__What to work on__. Print the records exactly. Every mark must remain.

Stored entries:
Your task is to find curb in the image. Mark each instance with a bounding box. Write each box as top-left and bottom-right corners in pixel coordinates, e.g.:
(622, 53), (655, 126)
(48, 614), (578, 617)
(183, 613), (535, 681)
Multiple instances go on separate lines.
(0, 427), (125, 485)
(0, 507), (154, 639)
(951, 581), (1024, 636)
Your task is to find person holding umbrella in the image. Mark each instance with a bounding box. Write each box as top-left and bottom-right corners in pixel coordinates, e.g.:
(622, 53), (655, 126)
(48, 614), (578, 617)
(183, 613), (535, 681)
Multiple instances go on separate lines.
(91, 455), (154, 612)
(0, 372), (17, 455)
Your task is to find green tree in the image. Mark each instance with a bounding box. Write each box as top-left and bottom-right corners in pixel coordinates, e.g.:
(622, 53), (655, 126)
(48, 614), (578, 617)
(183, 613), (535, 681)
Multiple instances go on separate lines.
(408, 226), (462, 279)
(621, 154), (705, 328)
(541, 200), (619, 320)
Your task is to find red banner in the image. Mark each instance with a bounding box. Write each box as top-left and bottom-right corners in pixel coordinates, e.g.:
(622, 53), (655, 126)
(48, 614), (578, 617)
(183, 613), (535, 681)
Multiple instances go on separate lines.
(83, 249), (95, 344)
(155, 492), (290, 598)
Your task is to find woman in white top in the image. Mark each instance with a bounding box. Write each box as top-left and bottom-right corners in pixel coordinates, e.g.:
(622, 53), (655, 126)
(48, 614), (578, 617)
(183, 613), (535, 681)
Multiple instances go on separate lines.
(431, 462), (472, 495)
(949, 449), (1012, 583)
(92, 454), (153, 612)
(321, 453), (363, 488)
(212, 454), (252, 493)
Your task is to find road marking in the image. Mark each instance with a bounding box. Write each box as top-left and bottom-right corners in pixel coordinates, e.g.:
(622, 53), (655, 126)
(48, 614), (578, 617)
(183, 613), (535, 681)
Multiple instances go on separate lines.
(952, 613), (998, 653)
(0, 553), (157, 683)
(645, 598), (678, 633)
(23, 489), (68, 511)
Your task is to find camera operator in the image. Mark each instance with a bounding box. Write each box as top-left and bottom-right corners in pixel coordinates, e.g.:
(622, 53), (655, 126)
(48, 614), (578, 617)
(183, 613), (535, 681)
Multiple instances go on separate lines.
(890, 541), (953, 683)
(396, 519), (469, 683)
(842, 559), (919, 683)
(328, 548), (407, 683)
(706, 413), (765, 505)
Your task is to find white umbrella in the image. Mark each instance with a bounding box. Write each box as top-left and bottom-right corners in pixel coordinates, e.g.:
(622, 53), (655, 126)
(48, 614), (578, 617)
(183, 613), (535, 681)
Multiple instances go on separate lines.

__Response to this exercise__.
Your task is to find curb in the image. Mark each instance with a bounding box. Write each box as top-left and bottom-right corners in pixel coordinates, e.g.:
(622, 53), (655, 126)
(48, 614), (578, 617)
(183, 613), (535, 681)
Multiple instances go on separate lines.
(0, 427), (125, 485)
(0, 507), (154, 639)
(951, 581), (1024, 636)
Your task is to find person holding umbrella in the image. Mark each instance with a bounding box. Write each box as top-left and bottom-right corners in pixel coordinates, e.g.:
(622, 53), (655, 126)
(48, 614), (578, 617)
(183, 613), (535, 681)
Multiple instances go on separate lines.
(91, 455), (154, 612)
(0, 372), (17, 455)
Your task is to find green tree in the image. Mark each instance with a bounding box. Write each box as top-left and bottom-right corners in pixel coordinates, e.g.:
(622, 53), (655, 126)
(48, 614), (578, 617)
(183, 613), (535, 681)
Multiple instances go on separate lines.
(408, 226), (462, 279)
(621, 154), (705, 328)
(541, 200), (619, 320)
Your task is to find red banner in the image. Mark each instance with a bounding box. Write each box as top-left and bottom-right corners in pixel coordinates, e.g.:
(622, 53), (655, 126)
(48, 614), (578, 617)
(183, 613), (535, 681)
Multiple instances go on separate lines.
(83, 249), (95, 344)
(155, 492), (290, 598)
Your task is to find woman in white top in the image. Mark each instance with a bounding box. Write each box as top-left and bottom-right corners in pixel coordinates, e.g.:
(622, 53), (655, 126)
(48, 614), (578, 617)
(183, 613), (535, 681)
Multiple instances go on separate lines.
(431, 462), (472, 495)
(949, 449), (1012, 583)
(92, 454), (153, 612)
(321, 453), (363, 488)
(212, 454), (252, 493)
Your task is to find road marking in the image. Mark each instance with a bounding box. Write each box as top-left and bottom-right corners in pixel coordinates, e.g.:
(622, 53), (655, 126)
(48, 614), (578, 617)
(183, 613), (535, 681)
Multiple instances go on separate lines.
(952, 613), (998, 653)
(0, 553), (157, 683)
(645, 598), (678, 633)
(23, 489), (68, 511)
Your task is to find camera operator in the image. Mark each instance with a bounding box. Write each box as top-left and bottom-right corners in pixel coordinates, e.g.:
(622, 53), (655, 126)
(48, 614), (578, 617)
(183, 613), (535, 681)
Multiple instances go on separate lines.
(890, 541), (953, 683)
(396, 519), (469, 683)
(842, 559), (919, 683)
(328, 548), (407, 683)
(706, 413), (765, 505)
Your task is to find white umbrella in the image. Mark each instance with a bounding box. Write each box as top-left and bottom-right corners in pixel coordinates, e.g.:
(622, 53), (655, 126)
(48, 614), (578, 617)
(183, 613), (535, 681)
Multiple instances go on separate lines.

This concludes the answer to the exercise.